* _DOCUMENT TEXT_:
+---+

Disclosure in Online Forums

I remember a conversation with my tutor and one of my fellow students early last term, and the issue under discussion was whether or not it was ethically correct for brands to covertly post product reviews on Internet forums, or join in peer to peer conversation under the alias of a normal person. One took the ethical standpoint, whilst the other was of the firm and unmoving belief that brands were fully justified in the covert approach, much to my surprise. He believed that people were aware of marketer infiltration and were careful to bear this in mind when reading reviews, evaluating it against learned criteria that comes from experience with the medium. Is the review a glowing account of the product – alarm bells should probably ring if it is! – but should they?.. do others share the view, does this sentiment echo across other forums? Even if someone would read a review and feel it is trustworthy as a result of applied learning and common sense, is it? The fact is we can never know if the messages we are being fed online are legitimate or not. Around 90% of forum visitors are lurkers and only 1% are heavy contributers, so  how do we know that those vocal few are trustworthy sources? If we are entering forums to gain the opinion of real people who can relay real life experiences with a product, we should know when we are getting this and when we are being fed a marketing message. It may even be the case that the marketer review is a true account of the product performance, in which case why not be upfront and disclose who you are, your consumers may be impressed that a brand is taking the time to be involved in the conversation and provide further information where it is needed? You may even receive feedback as to where you can improve your offering if people know you are listening? And if you have inserted a sugarcoated review that the product fails to live up to, consumers will be dis-satisfied with you as a brand and you will still have lost out in the long run, especially if that customer returns to post a negative review in response. Therefore i see little benefit in being deceptive in communication.

+---+

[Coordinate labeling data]
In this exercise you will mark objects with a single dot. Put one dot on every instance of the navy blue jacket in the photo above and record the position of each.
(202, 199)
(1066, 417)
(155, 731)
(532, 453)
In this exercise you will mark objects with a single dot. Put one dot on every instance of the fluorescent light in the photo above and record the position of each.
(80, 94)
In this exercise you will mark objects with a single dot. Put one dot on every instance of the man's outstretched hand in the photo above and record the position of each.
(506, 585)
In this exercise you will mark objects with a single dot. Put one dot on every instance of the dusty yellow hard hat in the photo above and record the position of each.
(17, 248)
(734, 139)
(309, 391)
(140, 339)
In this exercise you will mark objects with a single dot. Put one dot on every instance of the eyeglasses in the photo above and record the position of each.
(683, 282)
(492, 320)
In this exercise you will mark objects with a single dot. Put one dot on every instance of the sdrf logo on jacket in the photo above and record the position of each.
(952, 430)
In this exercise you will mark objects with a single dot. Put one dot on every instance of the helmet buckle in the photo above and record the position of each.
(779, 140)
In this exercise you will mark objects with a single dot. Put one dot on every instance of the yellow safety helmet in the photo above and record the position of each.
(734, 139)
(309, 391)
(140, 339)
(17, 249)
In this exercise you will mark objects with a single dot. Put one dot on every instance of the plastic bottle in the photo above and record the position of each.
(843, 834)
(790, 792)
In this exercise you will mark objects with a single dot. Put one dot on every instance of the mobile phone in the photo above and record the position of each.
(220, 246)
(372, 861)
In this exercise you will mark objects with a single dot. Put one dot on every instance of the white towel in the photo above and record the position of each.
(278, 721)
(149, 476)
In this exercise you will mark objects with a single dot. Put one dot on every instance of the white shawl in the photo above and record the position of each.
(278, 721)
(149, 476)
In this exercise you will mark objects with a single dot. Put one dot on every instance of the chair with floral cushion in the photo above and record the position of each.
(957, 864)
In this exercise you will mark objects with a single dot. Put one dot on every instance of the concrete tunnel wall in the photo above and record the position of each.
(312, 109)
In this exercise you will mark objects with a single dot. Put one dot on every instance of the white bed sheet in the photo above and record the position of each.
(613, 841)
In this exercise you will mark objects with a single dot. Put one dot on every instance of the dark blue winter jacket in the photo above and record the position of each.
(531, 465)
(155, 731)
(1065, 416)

+---+

* _PROBLEMS AND TASKS_:
(A) For the piece on disclosure in online forums, say whether each statement agrees with it: (i) About 90% of forum visitors are lurkers. (ii) The writer sees a lot of benefit in brands being deceptive. (iii) The conversation with the tutor happened late last term. Give yes or no for each, and quote the words from the piece that settle it.
(B) Carry on the piece on disclosure in online forums from its last sentence.

* _TASK RESULTS_:
(A)
(i) Yes: "Around 90% of forum visitors are lurkers"
(ii) No: "Therefore i see little benefit in being deceptive in communication."
(iii) No: "early last term"

(B)
In addition, the older generation who are perhaps not as computer literate, or are less aware of marketer involvement in forums ,would appear to be at risk from marketer manipulation, and this to me is worrying. When looking for Christmas presents I remember advising my mum not to take consumer reviews posted on online stores too literally as they may in fact be subliminal persuasion from a brand source, and it may not reflect the true performance of the product she was considering. She was shocked at the thought that the review may come from a commercial source, and honestly was not aware that it was common practice. Is this ethical or appropriate? I think not. Further to this my dad asked me for the film Drag me to Hell (unashamedly appropriate title) for Christmas based on the “glowing reviews” he had read about it online – now anyone who has seen that film will know glowing reviews couldn’t be further from what it deserved, but still he was insistent that it was what he wanted. Unsurprisingly, he was disappointed. Surely it is not fair to manipulate people into spending money on things that are not what they seem, and it angers me to think that it goes on, and that people are vulnerable to its effects.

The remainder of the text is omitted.